• [Exercise task]:
Copy the entries word for word, from the very start through the line that contains "233;43;254;62". Leave the pictures out of your copy.

• [Detection annotation records]:
_ _ _
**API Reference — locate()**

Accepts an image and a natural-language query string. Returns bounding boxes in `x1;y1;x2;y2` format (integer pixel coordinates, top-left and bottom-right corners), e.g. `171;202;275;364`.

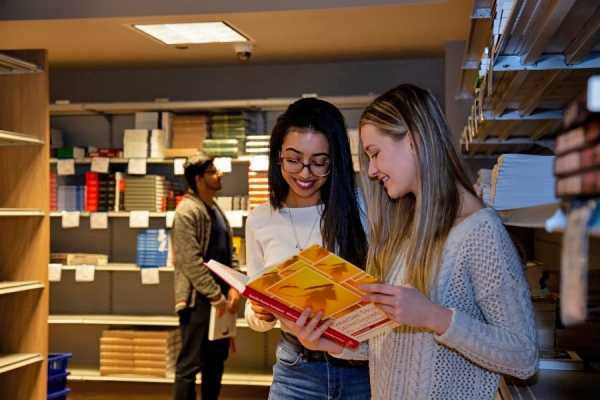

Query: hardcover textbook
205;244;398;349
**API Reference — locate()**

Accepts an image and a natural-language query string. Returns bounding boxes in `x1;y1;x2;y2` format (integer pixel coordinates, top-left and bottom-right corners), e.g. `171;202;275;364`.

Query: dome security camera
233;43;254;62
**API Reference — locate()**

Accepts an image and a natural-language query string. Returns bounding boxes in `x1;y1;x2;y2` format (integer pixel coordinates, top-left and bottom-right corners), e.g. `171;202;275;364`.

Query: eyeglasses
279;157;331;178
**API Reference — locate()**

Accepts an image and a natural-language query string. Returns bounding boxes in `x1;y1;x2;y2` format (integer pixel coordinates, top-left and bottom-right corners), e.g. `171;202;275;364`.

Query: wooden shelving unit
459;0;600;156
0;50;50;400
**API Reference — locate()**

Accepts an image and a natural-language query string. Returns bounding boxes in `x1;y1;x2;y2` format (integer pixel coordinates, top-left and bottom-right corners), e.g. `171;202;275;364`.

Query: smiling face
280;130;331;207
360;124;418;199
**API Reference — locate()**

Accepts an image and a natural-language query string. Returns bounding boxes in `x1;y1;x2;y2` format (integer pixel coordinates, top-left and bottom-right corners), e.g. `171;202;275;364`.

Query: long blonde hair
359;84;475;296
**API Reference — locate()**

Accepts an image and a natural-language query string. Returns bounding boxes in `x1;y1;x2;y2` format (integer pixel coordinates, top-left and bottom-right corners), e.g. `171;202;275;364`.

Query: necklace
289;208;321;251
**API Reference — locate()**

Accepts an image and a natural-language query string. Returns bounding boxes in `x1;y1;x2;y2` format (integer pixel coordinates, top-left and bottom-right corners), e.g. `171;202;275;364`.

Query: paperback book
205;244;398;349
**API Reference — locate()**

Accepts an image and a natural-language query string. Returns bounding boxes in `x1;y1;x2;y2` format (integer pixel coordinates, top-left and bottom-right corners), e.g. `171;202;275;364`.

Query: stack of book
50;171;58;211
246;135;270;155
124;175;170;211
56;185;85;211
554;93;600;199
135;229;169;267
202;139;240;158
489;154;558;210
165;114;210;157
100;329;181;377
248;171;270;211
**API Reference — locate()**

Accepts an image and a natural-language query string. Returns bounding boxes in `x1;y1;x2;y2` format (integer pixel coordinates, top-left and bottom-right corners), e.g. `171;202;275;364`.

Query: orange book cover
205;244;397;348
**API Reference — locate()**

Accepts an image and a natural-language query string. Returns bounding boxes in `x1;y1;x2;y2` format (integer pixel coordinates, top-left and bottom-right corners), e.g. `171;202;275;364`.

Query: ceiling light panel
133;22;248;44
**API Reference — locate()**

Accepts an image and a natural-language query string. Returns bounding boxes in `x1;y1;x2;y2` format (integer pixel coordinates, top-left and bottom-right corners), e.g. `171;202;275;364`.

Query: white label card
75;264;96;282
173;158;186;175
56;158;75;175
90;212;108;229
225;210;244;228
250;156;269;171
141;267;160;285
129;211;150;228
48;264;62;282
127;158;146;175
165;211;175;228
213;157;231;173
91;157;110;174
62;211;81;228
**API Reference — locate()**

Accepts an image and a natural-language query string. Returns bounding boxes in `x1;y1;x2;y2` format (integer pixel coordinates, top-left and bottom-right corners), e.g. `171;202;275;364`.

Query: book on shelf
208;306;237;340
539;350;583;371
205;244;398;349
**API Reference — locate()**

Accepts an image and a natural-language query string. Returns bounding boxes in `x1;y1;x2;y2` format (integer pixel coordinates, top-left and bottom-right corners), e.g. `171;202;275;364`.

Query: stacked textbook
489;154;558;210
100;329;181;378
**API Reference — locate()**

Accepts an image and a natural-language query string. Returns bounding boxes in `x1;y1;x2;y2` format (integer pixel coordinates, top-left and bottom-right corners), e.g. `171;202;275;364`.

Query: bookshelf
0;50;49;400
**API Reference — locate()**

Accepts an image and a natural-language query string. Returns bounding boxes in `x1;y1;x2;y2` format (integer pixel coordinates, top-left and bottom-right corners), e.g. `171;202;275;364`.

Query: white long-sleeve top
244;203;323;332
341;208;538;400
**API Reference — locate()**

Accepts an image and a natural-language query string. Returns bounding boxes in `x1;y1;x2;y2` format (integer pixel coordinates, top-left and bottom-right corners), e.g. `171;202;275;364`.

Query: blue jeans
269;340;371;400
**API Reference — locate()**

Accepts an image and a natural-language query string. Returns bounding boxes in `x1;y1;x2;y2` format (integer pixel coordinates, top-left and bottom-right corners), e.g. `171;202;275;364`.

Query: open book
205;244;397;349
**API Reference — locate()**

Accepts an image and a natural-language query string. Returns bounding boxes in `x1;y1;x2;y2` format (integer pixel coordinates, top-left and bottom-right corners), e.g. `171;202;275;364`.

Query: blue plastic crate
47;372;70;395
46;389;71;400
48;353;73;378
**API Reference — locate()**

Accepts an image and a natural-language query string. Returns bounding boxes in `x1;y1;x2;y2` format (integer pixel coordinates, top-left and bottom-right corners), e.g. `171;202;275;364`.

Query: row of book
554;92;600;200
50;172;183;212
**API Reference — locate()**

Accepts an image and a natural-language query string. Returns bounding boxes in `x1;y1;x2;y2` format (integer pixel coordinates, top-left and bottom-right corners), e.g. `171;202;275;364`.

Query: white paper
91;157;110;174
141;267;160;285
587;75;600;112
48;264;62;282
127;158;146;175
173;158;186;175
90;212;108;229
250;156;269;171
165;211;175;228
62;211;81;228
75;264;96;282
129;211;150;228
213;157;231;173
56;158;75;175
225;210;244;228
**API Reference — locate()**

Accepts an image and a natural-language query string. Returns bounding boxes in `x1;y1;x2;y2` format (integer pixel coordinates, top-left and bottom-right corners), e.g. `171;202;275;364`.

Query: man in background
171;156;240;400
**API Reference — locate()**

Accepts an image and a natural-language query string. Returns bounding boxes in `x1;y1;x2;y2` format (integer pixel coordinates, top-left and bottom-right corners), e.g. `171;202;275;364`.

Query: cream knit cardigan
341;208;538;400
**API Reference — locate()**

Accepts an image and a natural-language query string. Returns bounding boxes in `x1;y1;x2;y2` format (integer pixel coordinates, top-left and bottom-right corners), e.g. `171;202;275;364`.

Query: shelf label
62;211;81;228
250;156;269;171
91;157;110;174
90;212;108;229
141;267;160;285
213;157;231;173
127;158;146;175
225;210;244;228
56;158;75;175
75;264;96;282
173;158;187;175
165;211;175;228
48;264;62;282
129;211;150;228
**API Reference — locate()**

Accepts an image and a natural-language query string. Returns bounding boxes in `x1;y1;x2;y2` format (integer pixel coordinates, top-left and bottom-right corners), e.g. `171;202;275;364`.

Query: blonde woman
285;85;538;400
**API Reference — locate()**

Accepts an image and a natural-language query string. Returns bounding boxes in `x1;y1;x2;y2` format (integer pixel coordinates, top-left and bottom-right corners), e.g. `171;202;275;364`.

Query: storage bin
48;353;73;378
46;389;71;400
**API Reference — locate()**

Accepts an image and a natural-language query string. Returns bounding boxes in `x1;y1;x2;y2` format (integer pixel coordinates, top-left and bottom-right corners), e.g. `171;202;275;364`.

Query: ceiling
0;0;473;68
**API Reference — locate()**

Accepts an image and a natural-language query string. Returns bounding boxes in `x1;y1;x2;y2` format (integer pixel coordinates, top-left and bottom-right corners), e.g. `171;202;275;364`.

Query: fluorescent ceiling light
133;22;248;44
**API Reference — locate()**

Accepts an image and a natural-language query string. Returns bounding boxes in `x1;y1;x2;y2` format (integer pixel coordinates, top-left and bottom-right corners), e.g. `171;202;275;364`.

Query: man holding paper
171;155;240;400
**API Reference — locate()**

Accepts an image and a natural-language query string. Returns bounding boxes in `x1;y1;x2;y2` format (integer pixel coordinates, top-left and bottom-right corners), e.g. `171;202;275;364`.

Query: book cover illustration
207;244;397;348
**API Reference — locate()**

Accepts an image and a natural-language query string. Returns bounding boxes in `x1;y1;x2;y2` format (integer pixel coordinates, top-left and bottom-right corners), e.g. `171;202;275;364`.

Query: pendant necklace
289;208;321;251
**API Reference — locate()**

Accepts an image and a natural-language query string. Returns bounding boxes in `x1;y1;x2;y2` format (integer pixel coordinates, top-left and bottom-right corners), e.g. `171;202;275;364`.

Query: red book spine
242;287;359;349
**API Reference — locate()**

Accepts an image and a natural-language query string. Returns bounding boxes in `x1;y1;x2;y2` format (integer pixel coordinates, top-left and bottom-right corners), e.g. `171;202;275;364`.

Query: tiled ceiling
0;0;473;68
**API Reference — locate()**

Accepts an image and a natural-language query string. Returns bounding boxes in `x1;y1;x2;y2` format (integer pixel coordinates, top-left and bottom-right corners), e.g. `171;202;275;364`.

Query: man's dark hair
_ _ _
• [Task output]:
**API Reference — locate()**

Accepts an image and a natural-language query string. Returns bounding boxes in `x1;y1;x2;y2` format (integer pixel coordinates, top-left and bottom-right corners), e.g. `171;202;275;364`.


Query: hardcover textbook
205;244;398;349
**API Reference — locate()**

Accepts an image and a natural-language query string. Returns bounding boxes in `x1;y1;x2;y2` format (integer pixel coordinates, top-left and bottom-right corners), e.g. `171;202;275;364`.

Query: dome security camera
233;43;254;62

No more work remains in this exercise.